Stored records
◆ ◆ ◆ ◆

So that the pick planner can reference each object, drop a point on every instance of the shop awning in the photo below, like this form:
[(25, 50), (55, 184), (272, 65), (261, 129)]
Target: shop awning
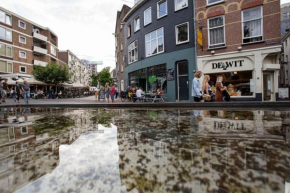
[(271, 67)]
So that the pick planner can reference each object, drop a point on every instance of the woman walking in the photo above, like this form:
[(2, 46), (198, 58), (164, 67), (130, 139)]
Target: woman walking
[(219, 88), (107, 92), (17, 91)]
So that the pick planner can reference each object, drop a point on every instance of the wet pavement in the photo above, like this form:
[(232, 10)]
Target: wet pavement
[(121, 150)]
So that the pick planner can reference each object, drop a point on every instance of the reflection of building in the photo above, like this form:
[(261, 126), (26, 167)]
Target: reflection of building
[(162, 159), (26, 153), (159, 37), (80, 74), (239, 43)]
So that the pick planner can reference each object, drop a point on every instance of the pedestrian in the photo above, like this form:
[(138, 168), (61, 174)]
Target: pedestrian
[(219, 88), (17, 91), (196, 88), (112, 92), (206, 88), (107, 92), (26, 91), (5, 90), (116, 91)]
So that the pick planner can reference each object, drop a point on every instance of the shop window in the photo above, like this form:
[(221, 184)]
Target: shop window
[(238, 83), (158, 73), (216, 32), (252, 25)]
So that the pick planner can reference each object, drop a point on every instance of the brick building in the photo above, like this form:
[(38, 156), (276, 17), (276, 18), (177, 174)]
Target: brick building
[(23, 44), (119, 50), (241, 42)]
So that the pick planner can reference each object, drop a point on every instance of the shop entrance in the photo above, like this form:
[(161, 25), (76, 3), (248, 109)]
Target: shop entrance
[(182, 78), (268, 92)]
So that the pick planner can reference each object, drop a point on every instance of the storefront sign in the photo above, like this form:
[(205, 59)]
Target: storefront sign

◆ ◆ ◆ ◆

◆ Objective
Rewrite the data from the line containing "of the storefront" through the end of the data, both included, with "storefront sign" changed to "store sign" and everything else left the same.

◆ Response below
So that the pick planner can reference each object, drop a point on every instance of the store sign in the photo above, like this form:
[(205, 59)]
Target: store sign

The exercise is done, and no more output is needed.